━━ TASK MATERIAL

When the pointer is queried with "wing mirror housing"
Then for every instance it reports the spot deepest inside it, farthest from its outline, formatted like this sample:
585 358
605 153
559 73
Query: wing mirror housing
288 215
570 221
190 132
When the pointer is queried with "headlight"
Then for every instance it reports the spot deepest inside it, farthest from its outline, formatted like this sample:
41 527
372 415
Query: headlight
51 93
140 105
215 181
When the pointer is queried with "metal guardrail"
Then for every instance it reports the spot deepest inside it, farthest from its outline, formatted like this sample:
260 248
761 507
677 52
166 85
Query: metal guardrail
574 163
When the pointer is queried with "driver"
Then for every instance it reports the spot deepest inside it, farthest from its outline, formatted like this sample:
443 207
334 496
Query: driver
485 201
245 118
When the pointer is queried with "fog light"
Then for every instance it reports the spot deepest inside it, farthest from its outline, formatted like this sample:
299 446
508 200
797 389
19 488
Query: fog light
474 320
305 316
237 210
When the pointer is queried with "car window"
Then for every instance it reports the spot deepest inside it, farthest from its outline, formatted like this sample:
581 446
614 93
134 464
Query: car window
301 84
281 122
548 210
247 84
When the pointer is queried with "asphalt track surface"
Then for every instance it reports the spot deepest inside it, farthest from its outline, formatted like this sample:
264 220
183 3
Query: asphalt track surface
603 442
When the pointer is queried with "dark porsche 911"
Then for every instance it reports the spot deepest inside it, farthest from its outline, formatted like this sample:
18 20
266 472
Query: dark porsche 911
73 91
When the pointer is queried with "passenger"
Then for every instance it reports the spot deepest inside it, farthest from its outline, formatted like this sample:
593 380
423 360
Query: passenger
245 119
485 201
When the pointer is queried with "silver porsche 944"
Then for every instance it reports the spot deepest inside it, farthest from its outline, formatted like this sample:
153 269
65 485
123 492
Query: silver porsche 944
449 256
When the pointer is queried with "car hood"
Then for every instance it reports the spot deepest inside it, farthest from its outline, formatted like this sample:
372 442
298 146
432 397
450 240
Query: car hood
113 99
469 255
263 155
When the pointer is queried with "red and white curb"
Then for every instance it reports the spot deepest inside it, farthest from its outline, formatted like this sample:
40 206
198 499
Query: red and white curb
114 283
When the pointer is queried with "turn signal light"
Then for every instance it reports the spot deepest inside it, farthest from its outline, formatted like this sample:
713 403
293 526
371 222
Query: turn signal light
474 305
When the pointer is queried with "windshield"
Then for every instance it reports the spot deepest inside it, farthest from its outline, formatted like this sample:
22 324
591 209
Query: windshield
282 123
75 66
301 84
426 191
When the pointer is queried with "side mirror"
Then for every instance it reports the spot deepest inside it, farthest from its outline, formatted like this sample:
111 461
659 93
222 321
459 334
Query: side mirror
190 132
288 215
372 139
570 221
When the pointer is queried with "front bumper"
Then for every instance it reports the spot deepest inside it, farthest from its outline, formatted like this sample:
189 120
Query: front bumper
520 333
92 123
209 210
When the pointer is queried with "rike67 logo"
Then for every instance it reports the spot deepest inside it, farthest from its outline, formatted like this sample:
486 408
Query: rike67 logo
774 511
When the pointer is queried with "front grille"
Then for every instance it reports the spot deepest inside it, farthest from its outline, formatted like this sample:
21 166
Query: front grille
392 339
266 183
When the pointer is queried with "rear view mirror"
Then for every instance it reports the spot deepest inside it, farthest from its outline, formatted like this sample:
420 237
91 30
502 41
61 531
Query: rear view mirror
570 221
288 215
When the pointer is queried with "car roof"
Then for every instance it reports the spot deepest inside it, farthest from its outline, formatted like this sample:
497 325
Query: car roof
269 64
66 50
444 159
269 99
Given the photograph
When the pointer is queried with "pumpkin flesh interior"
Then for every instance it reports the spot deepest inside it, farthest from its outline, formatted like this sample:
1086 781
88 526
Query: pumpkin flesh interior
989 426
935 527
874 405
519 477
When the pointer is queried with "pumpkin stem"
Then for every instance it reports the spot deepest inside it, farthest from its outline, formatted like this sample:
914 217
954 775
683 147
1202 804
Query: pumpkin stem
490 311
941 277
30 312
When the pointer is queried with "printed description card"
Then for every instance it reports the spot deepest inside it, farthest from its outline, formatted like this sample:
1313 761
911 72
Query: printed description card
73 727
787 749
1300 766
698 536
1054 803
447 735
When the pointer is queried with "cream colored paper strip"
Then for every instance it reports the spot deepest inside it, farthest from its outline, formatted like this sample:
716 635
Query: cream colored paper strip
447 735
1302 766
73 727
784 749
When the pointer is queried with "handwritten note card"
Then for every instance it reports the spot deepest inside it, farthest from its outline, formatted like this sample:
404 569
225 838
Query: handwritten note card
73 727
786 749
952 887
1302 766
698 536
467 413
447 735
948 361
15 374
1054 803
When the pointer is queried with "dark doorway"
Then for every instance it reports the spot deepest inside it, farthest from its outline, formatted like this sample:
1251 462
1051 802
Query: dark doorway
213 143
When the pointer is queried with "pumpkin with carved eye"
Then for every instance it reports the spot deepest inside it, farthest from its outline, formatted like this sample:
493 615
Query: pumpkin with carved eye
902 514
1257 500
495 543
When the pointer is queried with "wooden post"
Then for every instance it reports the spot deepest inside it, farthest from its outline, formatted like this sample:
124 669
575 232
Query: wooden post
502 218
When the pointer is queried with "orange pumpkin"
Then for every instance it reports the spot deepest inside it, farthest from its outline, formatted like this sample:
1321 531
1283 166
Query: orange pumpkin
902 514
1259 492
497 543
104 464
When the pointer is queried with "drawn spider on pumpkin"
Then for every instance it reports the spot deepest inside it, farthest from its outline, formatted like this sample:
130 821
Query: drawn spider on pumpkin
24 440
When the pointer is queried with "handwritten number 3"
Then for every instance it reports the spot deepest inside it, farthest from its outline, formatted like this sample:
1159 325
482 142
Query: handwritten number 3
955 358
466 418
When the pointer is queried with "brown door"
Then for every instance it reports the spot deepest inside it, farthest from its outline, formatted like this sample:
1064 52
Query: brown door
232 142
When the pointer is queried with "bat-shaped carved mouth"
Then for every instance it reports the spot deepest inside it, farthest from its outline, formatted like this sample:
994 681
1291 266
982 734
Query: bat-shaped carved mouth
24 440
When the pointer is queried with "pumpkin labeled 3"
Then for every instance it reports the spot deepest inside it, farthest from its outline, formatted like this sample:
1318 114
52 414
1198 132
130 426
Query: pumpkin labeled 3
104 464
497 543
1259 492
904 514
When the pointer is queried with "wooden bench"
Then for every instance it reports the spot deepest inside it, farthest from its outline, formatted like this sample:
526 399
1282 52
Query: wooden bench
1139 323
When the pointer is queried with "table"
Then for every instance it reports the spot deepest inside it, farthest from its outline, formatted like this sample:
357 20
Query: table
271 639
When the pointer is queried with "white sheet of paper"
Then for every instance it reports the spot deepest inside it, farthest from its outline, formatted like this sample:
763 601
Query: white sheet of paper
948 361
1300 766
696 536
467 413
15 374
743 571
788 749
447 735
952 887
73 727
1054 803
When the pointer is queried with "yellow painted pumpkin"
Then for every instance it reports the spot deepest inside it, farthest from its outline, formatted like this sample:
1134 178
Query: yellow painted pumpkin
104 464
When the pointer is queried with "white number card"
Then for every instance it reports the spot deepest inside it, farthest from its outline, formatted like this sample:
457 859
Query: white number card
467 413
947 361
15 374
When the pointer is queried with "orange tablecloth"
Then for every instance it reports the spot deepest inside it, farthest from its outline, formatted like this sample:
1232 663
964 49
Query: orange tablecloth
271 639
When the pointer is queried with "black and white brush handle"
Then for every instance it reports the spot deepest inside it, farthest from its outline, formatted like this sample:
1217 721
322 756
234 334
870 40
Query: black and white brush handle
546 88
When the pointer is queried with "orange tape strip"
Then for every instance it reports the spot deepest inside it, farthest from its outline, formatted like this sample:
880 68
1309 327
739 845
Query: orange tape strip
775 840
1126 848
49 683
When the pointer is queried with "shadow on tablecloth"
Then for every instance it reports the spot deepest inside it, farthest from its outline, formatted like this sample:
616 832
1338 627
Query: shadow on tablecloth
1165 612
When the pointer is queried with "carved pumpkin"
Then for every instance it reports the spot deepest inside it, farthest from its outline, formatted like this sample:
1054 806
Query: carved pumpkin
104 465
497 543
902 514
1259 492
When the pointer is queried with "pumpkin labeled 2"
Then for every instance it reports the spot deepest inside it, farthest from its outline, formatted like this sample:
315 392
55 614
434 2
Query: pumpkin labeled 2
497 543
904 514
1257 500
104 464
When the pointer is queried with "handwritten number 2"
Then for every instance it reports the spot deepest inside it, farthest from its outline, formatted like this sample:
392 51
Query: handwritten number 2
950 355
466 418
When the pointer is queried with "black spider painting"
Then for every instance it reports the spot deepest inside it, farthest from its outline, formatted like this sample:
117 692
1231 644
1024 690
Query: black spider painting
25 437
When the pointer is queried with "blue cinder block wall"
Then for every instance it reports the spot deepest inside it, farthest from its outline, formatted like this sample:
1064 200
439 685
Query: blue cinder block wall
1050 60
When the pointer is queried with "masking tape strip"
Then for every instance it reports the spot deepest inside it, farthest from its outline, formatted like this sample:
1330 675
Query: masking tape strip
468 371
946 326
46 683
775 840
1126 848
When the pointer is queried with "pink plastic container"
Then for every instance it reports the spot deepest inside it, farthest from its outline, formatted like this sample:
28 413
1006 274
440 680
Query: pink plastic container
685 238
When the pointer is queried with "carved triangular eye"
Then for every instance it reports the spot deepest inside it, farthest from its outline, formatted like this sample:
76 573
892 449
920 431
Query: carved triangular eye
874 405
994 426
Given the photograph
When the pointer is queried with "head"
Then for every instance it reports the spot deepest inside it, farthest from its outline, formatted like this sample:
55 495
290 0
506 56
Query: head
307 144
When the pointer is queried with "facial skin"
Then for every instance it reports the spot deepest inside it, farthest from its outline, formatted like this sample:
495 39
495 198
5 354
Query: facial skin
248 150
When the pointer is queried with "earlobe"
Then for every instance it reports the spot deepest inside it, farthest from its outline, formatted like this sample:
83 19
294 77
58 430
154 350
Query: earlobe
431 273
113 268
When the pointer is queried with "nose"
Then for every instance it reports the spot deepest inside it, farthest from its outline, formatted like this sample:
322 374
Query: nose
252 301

━━━━

■ INSTRUCTIONS FOR THE TASK ■
Keep to the lines from the one containing "Query: masking tape strip" to the end of the entries above, and retype them exactly.

■ TASK OUTPUT ■
Query: masking tape strip
468 371
946 326
46 683
775 840
1126 848
When the pointer is queried with "pink plastic container"
Then for every instance it reports the spot deepest inside it, farthest from its outline, formatted like this sample:
28 413
1006 274
440 680
Query: pink plastic container
685 238
When the pointer is queried with "carved triangular eye"
Then for every instance it reports the spot deepest inside it, farthest from its outline, formatted like this sample:
76 573
892 449
920 431
Query: carved triangular eye
874 405
994 426
Given the photograph
When the pointer is queried with "head"
Then for every instance it reports the spot deepest inside it, farthest from its outline, formatted like this sample:
55 495
290 0
506 56
Query: head
307 144
When the pointer is queried with "facial skin"
Then for every instance it reports the spot deepest inside it, farthest from its outline, formatted like this sample:
495 39
495 198
5 354
Query: facial skin
248 150
When the pointer is queried with "earlobe"
Then for every instance it reports the spot deepest inside it, farthest from its outline, formatted like this sample:
83 19
294 77
58 430
154 350
Query: earlobe
431 273
113 268
When the pointer is queried with "nose"
Then for every instance it reports the spot deepest inside it, farthest from its outline, formatted like this sample:
322 374
Query: nose
252 301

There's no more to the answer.